### Stored data

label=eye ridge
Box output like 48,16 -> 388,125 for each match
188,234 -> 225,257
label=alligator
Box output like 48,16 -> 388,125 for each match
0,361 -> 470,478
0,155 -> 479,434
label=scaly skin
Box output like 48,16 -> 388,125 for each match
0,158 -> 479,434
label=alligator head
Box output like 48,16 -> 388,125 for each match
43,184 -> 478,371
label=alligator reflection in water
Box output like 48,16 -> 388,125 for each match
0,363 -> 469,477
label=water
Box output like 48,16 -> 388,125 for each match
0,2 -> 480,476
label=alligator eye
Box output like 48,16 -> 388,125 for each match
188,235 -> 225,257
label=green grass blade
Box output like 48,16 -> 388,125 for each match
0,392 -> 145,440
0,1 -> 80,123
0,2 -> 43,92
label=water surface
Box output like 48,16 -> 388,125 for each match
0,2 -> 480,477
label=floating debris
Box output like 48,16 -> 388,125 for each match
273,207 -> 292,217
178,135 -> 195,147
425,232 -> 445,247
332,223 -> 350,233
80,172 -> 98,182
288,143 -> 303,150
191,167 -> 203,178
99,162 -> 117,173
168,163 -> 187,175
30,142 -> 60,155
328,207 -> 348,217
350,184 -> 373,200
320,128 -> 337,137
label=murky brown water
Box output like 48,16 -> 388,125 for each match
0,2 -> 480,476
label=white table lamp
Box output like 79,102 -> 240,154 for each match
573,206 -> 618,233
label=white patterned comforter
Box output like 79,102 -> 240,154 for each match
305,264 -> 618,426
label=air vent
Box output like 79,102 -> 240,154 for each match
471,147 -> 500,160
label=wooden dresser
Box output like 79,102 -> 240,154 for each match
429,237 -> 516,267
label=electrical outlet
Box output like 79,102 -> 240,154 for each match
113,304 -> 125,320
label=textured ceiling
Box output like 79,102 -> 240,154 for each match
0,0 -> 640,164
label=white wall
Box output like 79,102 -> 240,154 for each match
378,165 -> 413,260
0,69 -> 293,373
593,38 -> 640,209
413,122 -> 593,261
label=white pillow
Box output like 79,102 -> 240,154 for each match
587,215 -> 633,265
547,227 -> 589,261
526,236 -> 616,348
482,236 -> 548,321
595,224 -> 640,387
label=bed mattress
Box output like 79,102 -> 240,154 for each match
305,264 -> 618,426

### Task directions
Render each line of the listing above as one string in a JSON array, leaving out any blank lines.

### Task result
[
  "label=eye ridge",
  "Box output like 48,16 -> 388,125 for each match",
  "188,234 -> 225,257",
  "label=alligator",
  "Box output like 48,16 -> 388,125 for each match",
  "0,361 -> 470,478",
  "0,155 -> 479,434",
  "label=scaly skin",
  "Box output like 48,16 -> 388,125 for each match",
  "0,158 -> 479,434",
  "label=alligator head",
  "Box output like 48,16 -> 388,125 for each match",
  "43,184 -> 478,371",
  "label=alligator reflection in water",
  "Box output like 48,16 -> 388,125 for each match",
  "0,363 -> 469,477",
  "label=water",
  "Box output like 48,16 -> 388,125 for each match",
  "0,2 -> 480,476",
  "label=alligator eye",
  "Box output like 48,16 -> 388,125 for each match",
  "188,235 -> 225,257",
  "label=green grass blade",
  "Box output like 48,16 -> 388,125 for each match",
  "0,392 -> 145,440",
  "0,1 -> 80,123",
  "0,2 -> 43,92",
  "label=water surface",
  "Box output like 48,16 -> 388,125 for each match",
  "0,2 -> 480,477",
  "label=floating debris",
  "Box output like 48,16 -> 388,125 for each match",
  "273,207 -> 292,217",
  "178,135 -> 195,147",
  "425,232 -> 445,247",
  "332,223 -> 350,233",
  "80,172 -> 98,182",
  "288,143 -> 303,150",
  "191,167 -> 203,178",
  "99,162 -> 117,173",
  "168,163 -> 187,175",
  "30,142 -> 60,155",
  "328,207 -> 348,217",
  "350,184 -> 373,200",
  "320,128 -> 337,137",
  "label=murky brown water",
  "Box output like 48,16 -> 388,125 for each match",
  "0,2 -> 480,476",
  "label=white table lamp",
  "Box output like 79,102 -> 240,154 for each match",
  "573,206 -> 618,233",
  "label=white patterned comforter",
  "Box output like 79,102 -> 240,154 for each match",
  "305,264 -> 618,426",
  "label=air vent",
  "Box output like 79,102 -> 240,154 for each match",
  "471,147 -> 500,160",
  "label=wooden dresser",
  "Box output like 79,102 -> 240,154 for each match",
  "429,237 -> 516,267",
  "label=electrical outlet",
  "Box output like 79,102 -> 240,154 for each match",
  "113,304 -> 125,320",
  "label=textured ceiling",
  "Box output like 79,102 -> 240,154 for each match",
  "0,0 -> 640,164",
  "label=white wall",
  "Box output like 79,102 -> 240,154 for each match",
  "378,165 -> 413,260",
  "0,69 -> 293,373",
  "593,38 -> 640,209",
  "413,122 -> 593,261",
  "label=white pillow",
  "Box output like 79,102 -> 240,154 for each match",
  "587,215 -> 633,265",
  "547,227 -> 589,261",
  "526,236 -> 616,348",
  "482,236 -> 548,321",
  "595,224 -> 640,387",
  "label=bed mattress",
  "Box output like 79,102 -> 240,154 for each match",
  "305,264 -> 618,426"
]